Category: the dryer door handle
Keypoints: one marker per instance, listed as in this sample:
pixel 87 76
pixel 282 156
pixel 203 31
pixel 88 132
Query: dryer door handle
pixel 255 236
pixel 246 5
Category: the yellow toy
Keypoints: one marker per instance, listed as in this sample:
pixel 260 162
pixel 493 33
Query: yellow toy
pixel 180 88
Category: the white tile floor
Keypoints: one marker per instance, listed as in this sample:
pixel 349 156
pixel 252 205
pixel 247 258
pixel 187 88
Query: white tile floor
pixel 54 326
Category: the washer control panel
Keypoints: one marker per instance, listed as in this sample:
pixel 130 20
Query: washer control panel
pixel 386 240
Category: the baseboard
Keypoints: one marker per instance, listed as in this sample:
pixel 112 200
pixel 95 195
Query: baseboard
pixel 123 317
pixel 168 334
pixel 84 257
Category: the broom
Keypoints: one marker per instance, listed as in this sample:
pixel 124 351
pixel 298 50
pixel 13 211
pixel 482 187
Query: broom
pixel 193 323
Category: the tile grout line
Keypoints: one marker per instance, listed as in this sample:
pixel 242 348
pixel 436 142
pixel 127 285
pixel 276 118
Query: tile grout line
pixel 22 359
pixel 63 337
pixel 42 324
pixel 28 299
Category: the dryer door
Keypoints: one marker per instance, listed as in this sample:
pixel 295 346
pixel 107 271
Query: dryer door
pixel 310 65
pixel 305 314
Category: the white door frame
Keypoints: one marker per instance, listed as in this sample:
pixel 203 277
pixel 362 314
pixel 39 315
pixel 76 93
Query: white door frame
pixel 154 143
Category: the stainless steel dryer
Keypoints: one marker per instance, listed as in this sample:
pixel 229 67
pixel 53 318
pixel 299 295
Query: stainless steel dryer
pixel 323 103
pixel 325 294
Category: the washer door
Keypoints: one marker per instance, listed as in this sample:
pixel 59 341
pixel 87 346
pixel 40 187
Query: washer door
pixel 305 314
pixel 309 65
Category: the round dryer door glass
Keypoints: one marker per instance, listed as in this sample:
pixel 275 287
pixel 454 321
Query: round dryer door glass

☆ ☆ ☆ ☆ ☆

Exercise details: Copy the listing word for word, from its first line through the line with "pixel 246 5", including that line.

Complete output:
Category: the dryer door handle
Keypoints: one marker per instance, listed as in this sample:
pixel 87 76
pixel 282 156
pixel 203 31
pixel 88 132
Query: dryer door handle
pixel 255 236
pixel 246 5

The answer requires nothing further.